→ **FRAGMENTO DE TEXTO**

********

Lo que a este catedrático le resultaba sorprendente era ver todos estas
propuestas “juntas y en el Boletín Oficial del Estado”.
La tramitación parlamentaria del
texto legal resulto muy laboriosa. Una gran parte de los diputados, y la
mayoría de los de la oposición eran funcionarios públicos. Todo funcionario
cree, por definición, ser un experto en las materias que afectan a su carrera,
y si es diputado tiende a prestar particular atención a aquellas cuestiones que
le afectan personalmente. Así las discusiones fueron tediosas y difíciles. Se
intentó un acuerdo con Alianza Popular, lo que hubiera resultado muy
beneficioso, pero en última instancia esto no fue posible[1]
y las medidas salieron adelante apoyadas únicamente por los votos del Partido
Socialista.
El origen de las desventuras de
la Ley 30/1984 está, en mi opinión, en el peculiar procedimiento de elaboración
que se seguía, y que me temo continua vigente en la Administración Pública
española, para la confección de las normas legales. Carecemos de los estudios y
análisis previos que garanticen su
aplicabilidad. No disponemos aquí de instrumentos como los libros verdes, o de
cualquier otro color, en que el gobierno de turno presenta sus propuestas y
espera a haber recibido toda clase de objeciones antes de redactar un proyecto
de ley. Tampoco gozamos de la tradición de aplicar las medidas con carácter
provisional mediante “experiencias piloto” que permitan valorar el
funcionamiento del la
norma. Nada de esto era habitual en el procedimiento de
elaboración de normas en 1982. Si lo hubiera sido probablemente la Ley hubiera
tenido un destino diferente. De todas estas cosas no cabe culpar
particularmente al equipo que la elaboró, porque lo cierto es que en todos los
ministerios se actuaba de manera semejante. Las técnicas que ahora constituyen
el llamado “Análisis de impacto de las normas” eran entonces totalmente
desconocidas entre nosotros y mucho me temo que en estos momentos, aún teniendo
noticia de ellas, se utilicen escasamente. Las leyes entonces vigentes que
regulaban la elaboración de normas se
limitaban a prescribir la necesidad de que estas fueran acompañadas de una
memoria que justificase su “acierto y necesidad”. No había ningún desarrollo
normativo que precisase como se
determinaba la necesidad ni en que consistía el acierto y que estudios hubiesen
de realizarse para garantizar tan razonables características[2]
.
Ocurre que la legislación sobre
función pública es especialmente sensible a la ausencia de información y la
falta de datos previos origina que en muchas ocasiones la norma aprobada sea
imposible de cumplir. Esto se hizo patente en la Ley 30/1984 pero también en
todas las anteriores. La tradición habitual en España ha consistido en que
sucesivas Leyes de Presupuestos suspendiesen año, tras año la vigencia de
aquellos preceptos que resultaban inaplicables.
No obstante hay que reconocer que
se implantó el nuevo sistema de retribuciones en un plazo relativamente breve.

********

→ **CONJUNTO DE ÍTEMS**

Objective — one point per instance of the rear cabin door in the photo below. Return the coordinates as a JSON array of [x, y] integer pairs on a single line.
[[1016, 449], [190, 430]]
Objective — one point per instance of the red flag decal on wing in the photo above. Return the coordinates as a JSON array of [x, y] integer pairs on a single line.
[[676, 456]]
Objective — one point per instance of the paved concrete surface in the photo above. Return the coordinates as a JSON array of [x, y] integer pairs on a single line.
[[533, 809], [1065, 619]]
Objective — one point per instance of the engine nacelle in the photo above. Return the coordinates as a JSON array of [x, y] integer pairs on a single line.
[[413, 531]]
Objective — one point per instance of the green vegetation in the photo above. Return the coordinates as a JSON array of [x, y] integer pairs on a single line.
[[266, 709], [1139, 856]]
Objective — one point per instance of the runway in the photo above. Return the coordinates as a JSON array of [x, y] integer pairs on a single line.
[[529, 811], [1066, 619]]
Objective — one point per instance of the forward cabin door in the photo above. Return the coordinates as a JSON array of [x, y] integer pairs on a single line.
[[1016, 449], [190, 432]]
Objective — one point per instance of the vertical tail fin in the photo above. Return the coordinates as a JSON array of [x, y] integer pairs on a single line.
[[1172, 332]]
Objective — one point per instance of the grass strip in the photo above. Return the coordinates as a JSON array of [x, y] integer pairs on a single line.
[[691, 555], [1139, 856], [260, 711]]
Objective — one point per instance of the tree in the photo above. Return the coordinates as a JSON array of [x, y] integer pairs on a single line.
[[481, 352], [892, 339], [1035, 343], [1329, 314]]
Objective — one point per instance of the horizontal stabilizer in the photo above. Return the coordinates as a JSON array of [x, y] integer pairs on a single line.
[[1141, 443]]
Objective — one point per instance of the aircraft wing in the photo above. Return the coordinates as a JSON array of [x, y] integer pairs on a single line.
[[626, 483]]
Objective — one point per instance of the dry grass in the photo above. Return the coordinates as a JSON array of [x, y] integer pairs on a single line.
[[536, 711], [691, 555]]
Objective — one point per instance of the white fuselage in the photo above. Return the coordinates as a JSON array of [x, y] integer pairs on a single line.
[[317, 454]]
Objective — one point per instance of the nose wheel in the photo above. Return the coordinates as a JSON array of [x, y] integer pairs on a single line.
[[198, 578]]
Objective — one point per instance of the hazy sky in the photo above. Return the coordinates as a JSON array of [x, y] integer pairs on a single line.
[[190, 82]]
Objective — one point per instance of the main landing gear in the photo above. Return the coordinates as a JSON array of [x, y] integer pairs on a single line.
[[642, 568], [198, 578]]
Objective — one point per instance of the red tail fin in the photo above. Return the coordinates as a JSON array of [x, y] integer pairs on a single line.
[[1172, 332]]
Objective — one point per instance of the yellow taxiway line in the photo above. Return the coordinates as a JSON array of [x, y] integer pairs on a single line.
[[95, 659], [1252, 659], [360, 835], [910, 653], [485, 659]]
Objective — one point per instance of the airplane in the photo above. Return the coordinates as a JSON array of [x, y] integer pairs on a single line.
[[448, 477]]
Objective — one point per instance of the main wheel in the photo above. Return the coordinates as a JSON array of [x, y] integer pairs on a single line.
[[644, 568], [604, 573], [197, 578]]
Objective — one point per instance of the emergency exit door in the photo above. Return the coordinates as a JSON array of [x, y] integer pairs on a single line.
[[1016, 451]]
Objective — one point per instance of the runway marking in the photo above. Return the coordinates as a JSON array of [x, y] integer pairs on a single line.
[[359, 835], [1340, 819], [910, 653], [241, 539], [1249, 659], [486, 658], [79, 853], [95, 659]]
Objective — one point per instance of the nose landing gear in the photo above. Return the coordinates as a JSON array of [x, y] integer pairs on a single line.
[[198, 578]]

********

→ **TAREAS PENDIENTES**
[1] Contesta con los datos del fragmento sobre la Ley 30/1984:
(a) ¿Qué partido apoyó por sí solo las medidas en la votación?
(b) ¿Con qué formación política se intentó llegar a un acuerdo?
(c) Según las leyes entonces vigentes, ¿qué debía acompañar a las normas?
[2] Retoma el fragmento sobre la Ley 30/1984 y sigue escribiéndolo a partir de su última oración.
Los ítems no hacen falta para resolver nada.

→ **RESPUESTAS**
[1]
(a) El Partido Socialista.
(b) Con Alianza Popular.
(c) Una memoria que justificase su "acierto y necesidad".

[2]
Se clasificaron varias docenas de miles de puestos de trabajo asignando un
valor salarial a cada uno de ellos. Aquella rápida operación fue posible porque
se implicó en ella a fondo el Ministerio de Economía y Hacienda que disponía de
gran cantidad de recursos para dedicar a esta tarea. De este modo, y por
primera vez en la historia de nuestra función pública se conocieron los sueldos
de los funcionarios, aumentando de este modo la transparencia.
A nuestra llegada al Ministerio
para las Administraciones Públicas se habían desarrollado los acontecimientos
de tal modo, que no nos fue difícil alcanzar las siguientes conclusiones:
primero, que la Ley 30/1984 requería ser reformada para resultar aplicable y
segundo, que para mejorar el funcionamiento de los servicios era necesario algo
mas que actuar sobre la política de personal.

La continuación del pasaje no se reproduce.